• Work to complete
I'd like the entries repeated exactly, without their pictures.

• Stored data
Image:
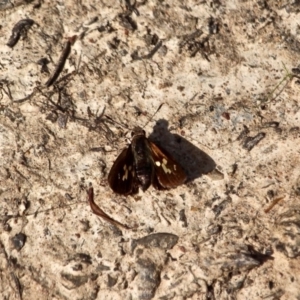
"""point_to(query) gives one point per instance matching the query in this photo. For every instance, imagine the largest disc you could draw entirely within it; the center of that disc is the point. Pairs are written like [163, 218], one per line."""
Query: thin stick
[99, 212]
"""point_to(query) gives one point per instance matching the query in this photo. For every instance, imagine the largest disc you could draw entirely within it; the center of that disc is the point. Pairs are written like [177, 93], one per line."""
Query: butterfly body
[141, 164]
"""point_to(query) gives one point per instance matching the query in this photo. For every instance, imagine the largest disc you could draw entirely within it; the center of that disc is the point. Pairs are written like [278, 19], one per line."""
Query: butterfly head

• Answer section
Image:
"""point_to(query) gives one point per instance matching the query in this photo. For every instance, imagine the largest disc you could draw entirely within it; the center of that disc is the point. Pairs are written like [163, 218], one per line."""
Query: thin stick
[99, 212]
"""point_to(query) gives one point per instance matching the query in this photo. For every instance, imagine the largest disc you could draw entirely within it; the center of that disc is the point. Pairs are written like [177, 93], one per line."""
Query: butterfly body
[141, 164]
"""point_to(query) gives one point per instance matching the query in this photo. For every instance, imagine the largest disc you could draw entirely within it; the center of that disc is the point. Pairs are written like [278, 19], one per line."""
Query: butterfly head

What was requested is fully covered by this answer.